SOURCE EXTRACT
CareerCup

Count = 0;
temp = num;
while(temp != 0)
{
if((temp & 1) == 1)
{
count++;
temp = temp>>1;
}
}

divided by 2? (n%2 == 1)? Count++ : Count

Nithesh is correct. But right shift always has problem with signed numbers. If it is an negative number, then right shift gets 1's coming from left rather than 0's. Thus, it would be better to use left shift of 1 as the bit mask instead.

#include<iostream>
using namespace std;

int main()
{
int num = 13;
int count = 0;
while(num!=0)
{
if((num & 256) == 256)
{
count++;
num = num << 1;
}
else
num = num << 1;
}
cout << count;
}

nitish's answer is missing the else. but i am still not entirely sure whether this answer is correct or not :|

I guess above should work.. btw, the if loop should be
if((num & 1) == 1) { count++; ..... }
num&256 would give the same number and num&1 would give 1 if last bit is 1 else 0.

For an unsigned integer n:

int bitcount (unsigned int n) {
int count = 0 ;
while (n) {
count++ ;
n &= (n - 1) ;
}
return count ;
}

int n=0x1;
int count=0;

for(i=0;i<31;++i)
{
count=count+ x&n;
x=x>>1;
}
printf("%d",count);

int bitCounter(int number){
int counter = 0;
int n = sizeof(int) * 8;
int mask = 1 << (n - 1);
for(int i = 1; i <= n; ++i)
{
if((mask & number) != 0)
++counter;
number <<= 1;
}

return counter;
}

works for signed number

A lookup table for the 255 bit patterns in a byte provides constant time performance.

int number; //the number we'r considering.
int counter=0;
for(int c=number;c;counter++)
c&=c-1;
u'll get it..

int byte;
int cnt = 0;
for(int i=0;i<8;i++)
if(byte & (int)pow(2,i))

TASKS TO COMPLETE
1. Count the lines in the rows below that contain the word "window", and give only that number.
2. Carry on the forum thread about counting the set bits in a number, starting right after its last line.

[Extracted data entries]
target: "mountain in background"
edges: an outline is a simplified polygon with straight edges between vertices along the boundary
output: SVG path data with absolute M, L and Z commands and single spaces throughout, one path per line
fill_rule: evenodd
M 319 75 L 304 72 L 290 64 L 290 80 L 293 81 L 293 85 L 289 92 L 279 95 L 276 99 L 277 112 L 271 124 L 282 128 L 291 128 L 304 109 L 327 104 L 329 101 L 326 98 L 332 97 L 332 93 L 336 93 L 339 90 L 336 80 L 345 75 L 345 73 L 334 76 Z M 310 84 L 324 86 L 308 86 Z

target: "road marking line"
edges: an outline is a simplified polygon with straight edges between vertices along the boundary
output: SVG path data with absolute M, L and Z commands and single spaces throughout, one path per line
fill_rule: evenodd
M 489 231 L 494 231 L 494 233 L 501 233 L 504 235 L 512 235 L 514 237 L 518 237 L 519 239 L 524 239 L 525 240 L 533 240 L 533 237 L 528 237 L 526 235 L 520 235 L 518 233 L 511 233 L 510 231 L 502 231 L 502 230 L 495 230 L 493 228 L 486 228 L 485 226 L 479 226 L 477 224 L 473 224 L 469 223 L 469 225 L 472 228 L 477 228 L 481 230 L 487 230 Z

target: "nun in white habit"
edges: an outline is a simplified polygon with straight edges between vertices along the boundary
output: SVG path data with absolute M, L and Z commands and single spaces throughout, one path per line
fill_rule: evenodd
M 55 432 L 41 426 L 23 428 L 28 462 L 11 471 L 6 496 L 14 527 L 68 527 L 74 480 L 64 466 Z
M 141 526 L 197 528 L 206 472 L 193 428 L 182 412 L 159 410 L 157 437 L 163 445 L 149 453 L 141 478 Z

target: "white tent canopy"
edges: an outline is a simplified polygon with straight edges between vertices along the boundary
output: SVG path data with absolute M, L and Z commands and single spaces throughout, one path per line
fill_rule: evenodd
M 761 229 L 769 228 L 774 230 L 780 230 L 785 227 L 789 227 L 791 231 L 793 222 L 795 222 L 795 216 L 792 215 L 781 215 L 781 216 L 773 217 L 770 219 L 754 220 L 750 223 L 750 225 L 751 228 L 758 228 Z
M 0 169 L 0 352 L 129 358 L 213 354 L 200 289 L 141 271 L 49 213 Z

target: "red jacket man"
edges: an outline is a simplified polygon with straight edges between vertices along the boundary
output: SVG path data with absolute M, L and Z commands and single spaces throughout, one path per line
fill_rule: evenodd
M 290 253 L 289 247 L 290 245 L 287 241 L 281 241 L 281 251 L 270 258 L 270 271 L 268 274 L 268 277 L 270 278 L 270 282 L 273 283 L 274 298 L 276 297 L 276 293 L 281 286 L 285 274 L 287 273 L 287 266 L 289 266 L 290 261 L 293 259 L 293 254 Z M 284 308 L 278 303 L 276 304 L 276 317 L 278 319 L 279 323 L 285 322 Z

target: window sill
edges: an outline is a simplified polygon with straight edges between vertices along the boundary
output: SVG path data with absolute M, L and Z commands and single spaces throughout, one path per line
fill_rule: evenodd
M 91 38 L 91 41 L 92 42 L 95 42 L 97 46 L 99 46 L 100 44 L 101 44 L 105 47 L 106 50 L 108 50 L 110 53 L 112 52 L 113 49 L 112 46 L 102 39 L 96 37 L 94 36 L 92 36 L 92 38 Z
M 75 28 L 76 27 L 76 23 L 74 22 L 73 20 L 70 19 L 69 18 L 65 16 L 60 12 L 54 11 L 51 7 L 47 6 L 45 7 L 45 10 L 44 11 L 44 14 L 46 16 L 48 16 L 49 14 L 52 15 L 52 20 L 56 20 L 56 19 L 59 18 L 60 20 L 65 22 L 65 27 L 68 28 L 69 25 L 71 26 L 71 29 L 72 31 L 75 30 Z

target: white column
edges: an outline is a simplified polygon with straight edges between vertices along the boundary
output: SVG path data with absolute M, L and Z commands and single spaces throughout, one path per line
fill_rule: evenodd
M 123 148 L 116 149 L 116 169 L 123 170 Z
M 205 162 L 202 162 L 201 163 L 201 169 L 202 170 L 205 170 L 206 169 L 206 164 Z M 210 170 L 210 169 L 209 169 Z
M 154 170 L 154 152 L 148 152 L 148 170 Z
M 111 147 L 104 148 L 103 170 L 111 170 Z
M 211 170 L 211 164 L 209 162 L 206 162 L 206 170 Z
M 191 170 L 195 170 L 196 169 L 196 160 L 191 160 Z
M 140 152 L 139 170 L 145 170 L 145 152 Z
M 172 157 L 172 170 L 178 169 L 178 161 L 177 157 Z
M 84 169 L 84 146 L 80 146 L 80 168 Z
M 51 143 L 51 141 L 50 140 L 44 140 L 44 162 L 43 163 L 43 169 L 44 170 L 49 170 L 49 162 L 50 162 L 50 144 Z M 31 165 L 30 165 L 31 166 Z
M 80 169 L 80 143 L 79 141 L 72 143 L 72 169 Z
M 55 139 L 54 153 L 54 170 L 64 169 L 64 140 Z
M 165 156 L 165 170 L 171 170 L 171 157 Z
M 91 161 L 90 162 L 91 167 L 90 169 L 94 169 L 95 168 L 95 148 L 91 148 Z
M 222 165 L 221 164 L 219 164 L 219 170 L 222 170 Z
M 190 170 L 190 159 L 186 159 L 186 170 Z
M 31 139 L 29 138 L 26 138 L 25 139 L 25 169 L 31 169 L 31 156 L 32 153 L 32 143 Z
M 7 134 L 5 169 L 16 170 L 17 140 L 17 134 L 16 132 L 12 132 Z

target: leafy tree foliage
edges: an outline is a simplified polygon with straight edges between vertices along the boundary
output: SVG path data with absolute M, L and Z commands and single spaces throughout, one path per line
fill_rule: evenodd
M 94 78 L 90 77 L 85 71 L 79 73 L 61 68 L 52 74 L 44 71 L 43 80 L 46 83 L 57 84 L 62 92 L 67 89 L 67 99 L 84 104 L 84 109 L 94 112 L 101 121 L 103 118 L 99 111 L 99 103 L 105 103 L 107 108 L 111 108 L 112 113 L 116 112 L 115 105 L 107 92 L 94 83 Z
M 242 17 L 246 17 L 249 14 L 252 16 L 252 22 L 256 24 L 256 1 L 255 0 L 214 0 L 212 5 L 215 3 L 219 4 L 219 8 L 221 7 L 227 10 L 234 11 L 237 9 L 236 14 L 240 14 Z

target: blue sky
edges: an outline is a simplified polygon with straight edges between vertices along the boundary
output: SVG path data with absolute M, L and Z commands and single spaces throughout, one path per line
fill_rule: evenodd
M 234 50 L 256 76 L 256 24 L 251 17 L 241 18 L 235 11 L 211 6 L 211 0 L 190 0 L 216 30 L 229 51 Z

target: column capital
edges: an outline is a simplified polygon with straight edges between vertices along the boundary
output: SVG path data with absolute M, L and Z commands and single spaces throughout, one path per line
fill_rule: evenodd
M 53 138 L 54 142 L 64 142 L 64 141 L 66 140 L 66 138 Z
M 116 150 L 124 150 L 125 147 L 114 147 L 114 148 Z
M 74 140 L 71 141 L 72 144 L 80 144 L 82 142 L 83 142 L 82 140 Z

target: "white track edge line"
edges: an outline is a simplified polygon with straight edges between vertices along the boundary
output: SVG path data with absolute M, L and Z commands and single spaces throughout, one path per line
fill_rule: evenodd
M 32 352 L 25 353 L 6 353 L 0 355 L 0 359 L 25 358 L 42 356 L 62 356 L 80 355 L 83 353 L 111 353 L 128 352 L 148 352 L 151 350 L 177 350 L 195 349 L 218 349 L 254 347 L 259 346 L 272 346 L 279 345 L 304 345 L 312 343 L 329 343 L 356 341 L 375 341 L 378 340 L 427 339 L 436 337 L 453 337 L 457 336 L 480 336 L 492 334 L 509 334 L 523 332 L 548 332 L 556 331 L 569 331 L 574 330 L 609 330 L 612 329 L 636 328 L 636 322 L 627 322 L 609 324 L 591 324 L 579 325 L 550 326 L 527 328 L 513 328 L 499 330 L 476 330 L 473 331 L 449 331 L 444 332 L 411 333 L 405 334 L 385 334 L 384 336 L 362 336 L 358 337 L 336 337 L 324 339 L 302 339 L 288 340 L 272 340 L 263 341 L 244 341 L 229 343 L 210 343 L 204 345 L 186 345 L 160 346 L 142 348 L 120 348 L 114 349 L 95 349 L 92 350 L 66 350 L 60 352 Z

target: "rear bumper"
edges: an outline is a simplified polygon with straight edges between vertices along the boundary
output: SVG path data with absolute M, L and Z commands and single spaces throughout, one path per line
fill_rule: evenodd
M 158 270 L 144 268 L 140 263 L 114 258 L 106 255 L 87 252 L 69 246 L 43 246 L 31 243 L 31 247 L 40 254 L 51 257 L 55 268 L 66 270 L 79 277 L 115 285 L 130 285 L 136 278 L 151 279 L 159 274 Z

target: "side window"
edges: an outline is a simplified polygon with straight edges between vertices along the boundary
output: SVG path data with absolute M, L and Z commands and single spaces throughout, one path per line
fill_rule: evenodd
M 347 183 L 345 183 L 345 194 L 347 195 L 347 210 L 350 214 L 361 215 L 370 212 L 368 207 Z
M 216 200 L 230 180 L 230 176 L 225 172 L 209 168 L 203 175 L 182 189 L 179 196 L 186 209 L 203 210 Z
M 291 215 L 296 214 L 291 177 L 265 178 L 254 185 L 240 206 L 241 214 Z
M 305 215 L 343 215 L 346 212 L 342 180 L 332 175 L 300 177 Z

PER-TASK ANSWERS
1. 2

2.
cnt++;
cout<<cnt;

n = (n & 0x55555555) + ((n & 0xaaaaaaaa) >> 1); //Only this line if 2 bits can represent the integer
n = (n & 0x33333333) + ((n & 0xcccccccc) >> 2); //This and all above if 4 (or less) bits can represent the integer
n = (n & 0x0f0f0f0f) + ((n & 0xf0f0f0f0) >> 4); //This and all above if 8 (or less) bits can represent the integer
n = (n & 0x00ff00ff) + ((n & 0xff00ff00) >> 8); //This and all above if 16 (or less) bits can represent the integer
n = (n & 0x0000ffff) + ((n & 0xffff0000) >> 16); //This and all above if 32 (or less) bits can represent the integer

So all above four lines can be used for any 32 bit integer.

One of the best implementations of the above algorithm is that if we do a & operator with the digit 1 and then if the result comes to be 1 which means that the variable temp contains a bit which is 1 and then, we can increment the counter variable and then we can shift the number to right side and then again check till the number is not equal to zero.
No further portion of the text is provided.